··· Supplied material

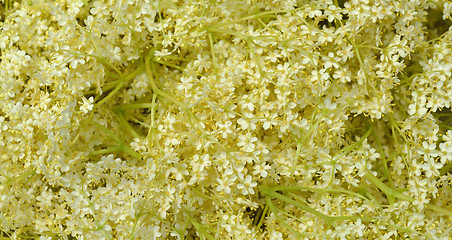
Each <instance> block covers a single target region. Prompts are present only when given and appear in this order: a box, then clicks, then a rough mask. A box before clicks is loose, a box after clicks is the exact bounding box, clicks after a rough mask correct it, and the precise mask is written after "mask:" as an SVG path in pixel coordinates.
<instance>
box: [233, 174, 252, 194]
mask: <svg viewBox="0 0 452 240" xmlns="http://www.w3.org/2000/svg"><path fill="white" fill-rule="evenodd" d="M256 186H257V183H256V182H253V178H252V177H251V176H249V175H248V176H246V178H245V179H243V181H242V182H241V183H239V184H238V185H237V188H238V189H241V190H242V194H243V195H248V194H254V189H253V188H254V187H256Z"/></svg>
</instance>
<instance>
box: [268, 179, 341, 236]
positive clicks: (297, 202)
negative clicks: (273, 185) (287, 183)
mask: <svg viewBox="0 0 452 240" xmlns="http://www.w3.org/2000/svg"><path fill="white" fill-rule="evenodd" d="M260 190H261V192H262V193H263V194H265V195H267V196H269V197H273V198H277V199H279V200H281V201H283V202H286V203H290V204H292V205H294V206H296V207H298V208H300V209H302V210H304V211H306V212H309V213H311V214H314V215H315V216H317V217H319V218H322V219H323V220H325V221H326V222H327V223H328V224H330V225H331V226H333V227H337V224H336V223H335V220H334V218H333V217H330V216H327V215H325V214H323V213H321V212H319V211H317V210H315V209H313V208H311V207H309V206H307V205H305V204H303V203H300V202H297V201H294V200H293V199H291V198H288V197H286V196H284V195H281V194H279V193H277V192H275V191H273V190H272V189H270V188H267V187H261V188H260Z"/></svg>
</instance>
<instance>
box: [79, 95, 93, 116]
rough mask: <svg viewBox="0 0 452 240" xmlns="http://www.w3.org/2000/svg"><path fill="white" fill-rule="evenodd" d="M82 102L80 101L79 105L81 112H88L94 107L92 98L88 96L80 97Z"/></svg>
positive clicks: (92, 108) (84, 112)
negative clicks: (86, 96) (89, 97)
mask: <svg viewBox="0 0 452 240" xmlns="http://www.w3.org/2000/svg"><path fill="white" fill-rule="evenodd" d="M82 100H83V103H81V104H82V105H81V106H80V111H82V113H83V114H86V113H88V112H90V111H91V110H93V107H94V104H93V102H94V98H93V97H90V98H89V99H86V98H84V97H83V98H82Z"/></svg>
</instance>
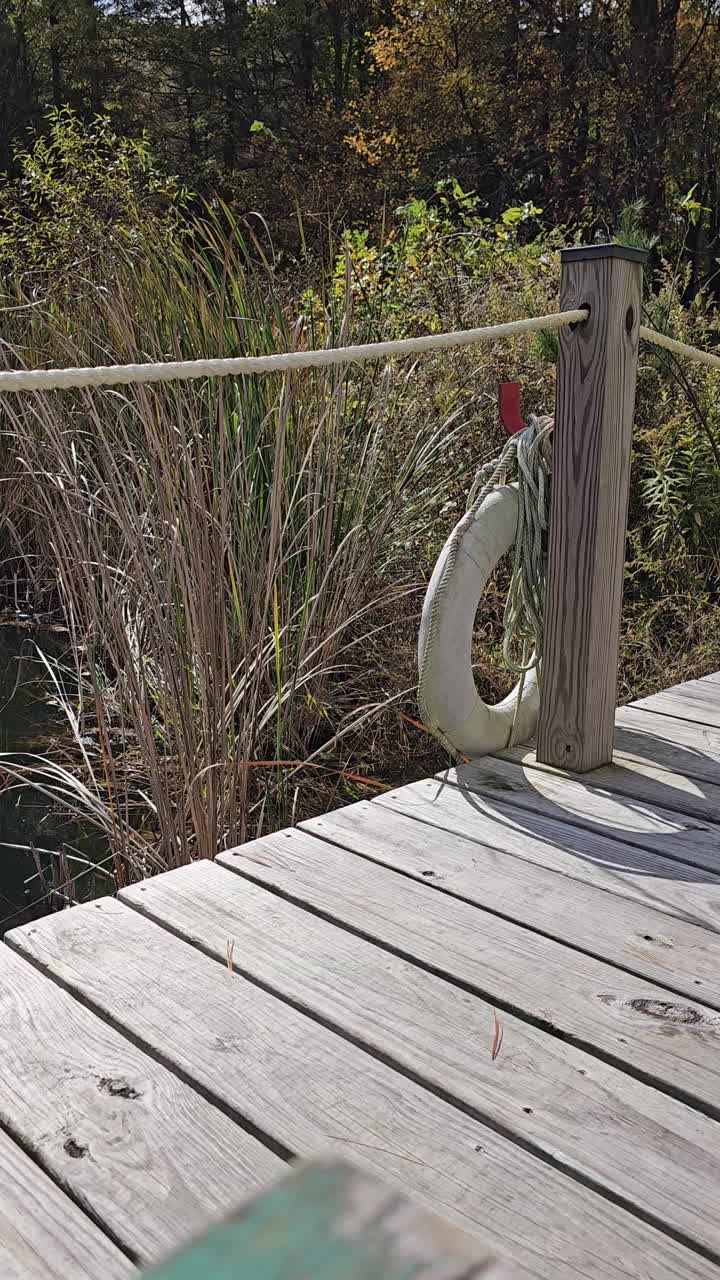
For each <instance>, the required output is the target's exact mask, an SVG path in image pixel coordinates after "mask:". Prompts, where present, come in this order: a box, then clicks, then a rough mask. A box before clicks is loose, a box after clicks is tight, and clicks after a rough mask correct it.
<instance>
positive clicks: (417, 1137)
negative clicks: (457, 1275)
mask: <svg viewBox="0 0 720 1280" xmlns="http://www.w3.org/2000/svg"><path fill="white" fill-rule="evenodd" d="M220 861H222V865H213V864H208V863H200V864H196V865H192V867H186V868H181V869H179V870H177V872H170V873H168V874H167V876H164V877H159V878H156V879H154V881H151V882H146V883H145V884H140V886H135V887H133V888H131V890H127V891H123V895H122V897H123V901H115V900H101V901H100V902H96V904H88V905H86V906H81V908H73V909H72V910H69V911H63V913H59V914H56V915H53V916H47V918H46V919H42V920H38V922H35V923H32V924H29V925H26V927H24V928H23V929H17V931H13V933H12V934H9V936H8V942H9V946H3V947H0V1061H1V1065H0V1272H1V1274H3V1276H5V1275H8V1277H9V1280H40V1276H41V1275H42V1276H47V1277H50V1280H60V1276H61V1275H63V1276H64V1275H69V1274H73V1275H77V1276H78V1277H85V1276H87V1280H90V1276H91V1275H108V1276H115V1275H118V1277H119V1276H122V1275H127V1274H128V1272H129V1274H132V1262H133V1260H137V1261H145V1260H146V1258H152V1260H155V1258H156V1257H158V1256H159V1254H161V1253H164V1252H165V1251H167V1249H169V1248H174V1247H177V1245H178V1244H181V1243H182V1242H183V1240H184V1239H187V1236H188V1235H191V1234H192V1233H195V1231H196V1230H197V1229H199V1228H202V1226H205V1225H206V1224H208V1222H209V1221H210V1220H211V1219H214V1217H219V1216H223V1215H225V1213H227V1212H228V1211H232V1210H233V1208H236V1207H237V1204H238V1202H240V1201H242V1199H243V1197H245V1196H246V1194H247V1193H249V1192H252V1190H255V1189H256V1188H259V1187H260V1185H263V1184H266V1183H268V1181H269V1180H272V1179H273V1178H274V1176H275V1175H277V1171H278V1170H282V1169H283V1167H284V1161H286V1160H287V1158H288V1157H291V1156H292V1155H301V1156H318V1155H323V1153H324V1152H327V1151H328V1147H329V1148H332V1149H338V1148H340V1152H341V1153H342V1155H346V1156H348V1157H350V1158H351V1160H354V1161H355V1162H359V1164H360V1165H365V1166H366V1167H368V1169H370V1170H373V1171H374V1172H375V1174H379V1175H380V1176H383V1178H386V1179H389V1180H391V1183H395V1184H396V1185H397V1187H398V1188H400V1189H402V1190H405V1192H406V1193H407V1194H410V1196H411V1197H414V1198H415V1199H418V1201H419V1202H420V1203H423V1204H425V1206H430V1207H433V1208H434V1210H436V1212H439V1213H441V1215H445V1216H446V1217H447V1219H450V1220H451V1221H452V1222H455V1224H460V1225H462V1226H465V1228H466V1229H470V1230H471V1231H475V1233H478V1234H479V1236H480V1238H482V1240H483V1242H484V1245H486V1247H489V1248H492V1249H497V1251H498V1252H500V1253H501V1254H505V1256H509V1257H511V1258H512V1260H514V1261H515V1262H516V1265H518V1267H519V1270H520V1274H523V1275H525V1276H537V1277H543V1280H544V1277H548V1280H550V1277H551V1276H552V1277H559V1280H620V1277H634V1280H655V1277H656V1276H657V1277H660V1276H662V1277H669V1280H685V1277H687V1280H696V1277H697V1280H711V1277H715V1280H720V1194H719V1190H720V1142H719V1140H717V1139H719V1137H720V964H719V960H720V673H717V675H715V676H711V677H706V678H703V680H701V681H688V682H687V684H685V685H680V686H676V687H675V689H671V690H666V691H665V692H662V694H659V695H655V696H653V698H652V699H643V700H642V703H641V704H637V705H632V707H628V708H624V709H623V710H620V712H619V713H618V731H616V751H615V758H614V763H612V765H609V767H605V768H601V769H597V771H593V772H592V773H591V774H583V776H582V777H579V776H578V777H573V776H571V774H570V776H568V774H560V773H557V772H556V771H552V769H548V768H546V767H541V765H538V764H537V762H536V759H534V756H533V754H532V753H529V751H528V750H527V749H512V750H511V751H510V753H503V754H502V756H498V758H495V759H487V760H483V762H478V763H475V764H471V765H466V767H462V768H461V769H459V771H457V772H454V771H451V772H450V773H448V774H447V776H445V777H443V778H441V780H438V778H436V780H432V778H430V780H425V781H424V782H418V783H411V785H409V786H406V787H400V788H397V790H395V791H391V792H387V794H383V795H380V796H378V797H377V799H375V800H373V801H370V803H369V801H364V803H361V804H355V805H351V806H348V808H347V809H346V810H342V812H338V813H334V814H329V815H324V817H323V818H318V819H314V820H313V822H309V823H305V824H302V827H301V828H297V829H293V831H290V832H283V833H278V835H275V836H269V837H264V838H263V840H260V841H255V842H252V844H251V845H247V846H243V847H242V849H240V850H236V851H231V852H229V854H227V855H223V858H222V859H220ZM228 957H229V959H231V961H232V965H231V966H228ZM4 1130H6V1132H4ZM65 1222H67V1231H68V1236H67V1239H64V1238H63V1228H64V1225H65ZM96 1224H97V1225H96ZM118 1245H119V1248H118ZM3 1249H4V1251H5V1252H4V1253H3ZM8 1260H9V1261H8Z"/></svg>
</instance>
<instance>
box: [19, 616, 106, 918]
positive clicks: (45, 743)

······

The task: Please return the material above only from the line that holds "rough mask: <svg" through the line that holds "positive clicks: (417, 1137)", exactly as it stands, ends included and pictures omitted.

Solution to this exercise:
rough mask: <svg viewBox="0 0 452 240" xmlns="http://www.w3.org/2000/svg"><path fill="white" fill-rule="evenodd" d="M82 102L80 101L79 105L81 112H88L94 107L92 98L88 96L80 97Z"/></svg>
positive clicks: (92, 108) (84, 112)
negative clicks: (86, 96) (89, 97)
mask: <svg viewBox="0 0 452 240" xmlns="http://www.w3.org/2000/svg"><path fill="white" fill-rule="evenodd" d="M82 100H83V103H81V104H82V105H81V106H80V111H82V113H83V114H86V113H88V112H90V111H91V110H93V107H94V104H93V102H94V98H93V97H90V98H89V99H86V98H84V97H83V98H82Z"/></svg>
</instance>
For each <instance>, the required output is the target's exact mask, an SVG path in image pixel coordinates after "mask:". Prompts, where present, come in this order: a box, then clicks, then a rough mask. A box before clicks is loose, a box after clicks is tight, and clicks after a rough mask correct it.
<instance>
positive clicks: (417, 1137)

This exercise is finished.